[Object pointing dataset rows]

[start]

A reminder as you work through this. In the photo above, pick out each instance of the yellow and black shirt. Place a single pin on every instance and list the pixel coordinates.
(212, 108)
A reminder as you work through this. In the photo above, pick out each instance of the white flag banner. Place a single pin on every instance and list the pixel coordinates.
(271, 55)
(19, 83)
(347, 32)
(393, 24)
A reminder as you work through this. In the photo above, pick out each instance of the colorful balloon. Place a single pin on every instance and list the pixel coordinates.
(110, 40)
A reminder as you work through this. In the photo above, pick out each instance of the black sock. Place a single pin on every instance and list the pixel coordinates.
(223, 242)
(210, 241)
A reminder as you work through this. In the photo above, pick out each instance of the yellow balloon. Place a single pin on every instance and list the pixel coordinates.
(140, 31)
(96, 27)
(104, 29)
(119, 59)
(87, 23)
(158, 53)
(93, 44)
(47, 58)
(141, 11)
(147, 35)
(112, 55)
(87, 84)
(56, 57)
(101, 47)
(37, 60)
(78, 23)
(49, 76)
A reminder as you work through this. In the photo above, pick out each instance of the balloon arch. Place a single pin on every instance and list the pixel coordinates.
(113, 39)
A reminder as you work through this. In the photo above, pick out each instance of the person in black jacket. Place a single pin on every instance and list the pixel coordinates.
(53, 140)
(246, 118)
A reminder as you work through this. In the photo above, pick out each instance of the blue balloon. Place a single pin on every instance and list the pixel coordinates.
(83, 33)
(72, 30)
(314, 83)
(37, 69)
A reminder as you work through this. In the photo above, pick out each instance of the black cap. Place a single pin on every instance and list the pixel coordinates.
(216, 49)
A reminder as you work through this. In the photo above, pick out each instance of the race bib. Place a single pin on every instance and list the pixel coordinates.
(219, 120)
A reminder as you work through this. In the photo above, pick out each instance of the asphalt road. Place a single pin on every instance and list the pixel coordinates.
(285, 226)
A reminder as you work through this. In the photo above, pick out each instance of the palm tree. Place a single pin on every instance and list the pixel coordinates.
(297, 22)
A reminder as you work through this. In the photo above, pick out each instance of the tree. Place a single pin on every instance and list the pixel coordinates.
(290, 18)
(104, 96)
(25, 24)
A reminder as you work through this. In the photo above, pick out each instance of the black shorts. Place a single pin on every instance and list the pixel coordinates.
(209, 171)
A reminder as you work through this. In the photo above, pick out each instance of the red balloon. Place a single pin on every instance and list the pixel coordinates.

[end]

The whole listing above needs to be written out again exactly.

A reminder as you work through this. In the photo above, pick out each instance of the yellow and black shirt. Place a single pin on every instance and list the pixel coordinates.
(212, 108)
A reminder as you work through this. In the photo above, pick out each instance of the white flag banner. Place a single pin on every instance and list the pixel coordinates.
(271, 55)
(19, 83)
(347, 32)
(393, 24)
A reminder as you work through this. In the photo above, pick out each instance of the colorful balloon. Place a single pin on every instance and list the pixel coordinates.
(110, 40)
A reminder as you work through this. In the photo above, pick out each instance of the black sock. Place a single pin on every instance and list the pixel coordinates.
(223, 242)
(210, 241)
A reminder as you work through this. In the photo above, pick out each instance of the yellow balloon. Place a single pin on every instance and list the pixel coordinates.
(140, 31)
(96, 27)
(104, 29)
(119, 59)
(87, 23)
(158, 53)
(93, 44)
(47, 58)
(141, 11)
(147, 35)
(112, 55)
(87, 84)
(56, 57)
(101, 47)
(37, 60)
(78, 23)
(49, 76)
A reminder as you work through this. In the photo above, pick out each instance of the balloon arch. Place a single pin on every instance and list the pixel coordinates.
(113, 39)
A reminder as you work through this. In the photo above, pick out each instance of the person in black jacket. Place a single pin on every instance and list the pixel coordinates.
(53, 140)
(246, 118)
A reminder as you work through this. In the photo above, pick out each instance of the blue balloon. Place a single pin on every instance and list the pixel coordinates.
(83, 33)
(72, 30)
(314, 83)
(37, 69)
A reminder as you work through this. In the photo above, pick out each instance of the black cap. Place a single pin on every instance and list the pixel coordinates.
(216, 49)
A reminder as you work through this. In the photo above, pick out each instance of the race bib. Place a single pin on every instance and list the pixel coordinates.
(219, 120)
A reminder as you work through this. In the photo above, pick out each instance of the asphalt road. Place a single pin on every instance and list the pixel coordinates.
(285, 226)
A reminder as you work through this. In the photo above, pick out each instance of the palm tree. Place a single pin on every instance and list the pixel coordinates.
(297, 22)
A reminder as you work through this. In the photo above, pick out each instance of the tree. Place a single pin on every instance and list the pixel coordinates.
(290, 18)
(104, 96)
(25, 24)
A reminder as you work through this. In the photo above, pick out each instance of the black shorts. Place a single pin on every instance and list the pixel coordinates.
(209, 171)
A reminder as you work through this. In the photo above, pick out each instance of the red balloon. Place a single pin on every instance and list the pixel coordinates.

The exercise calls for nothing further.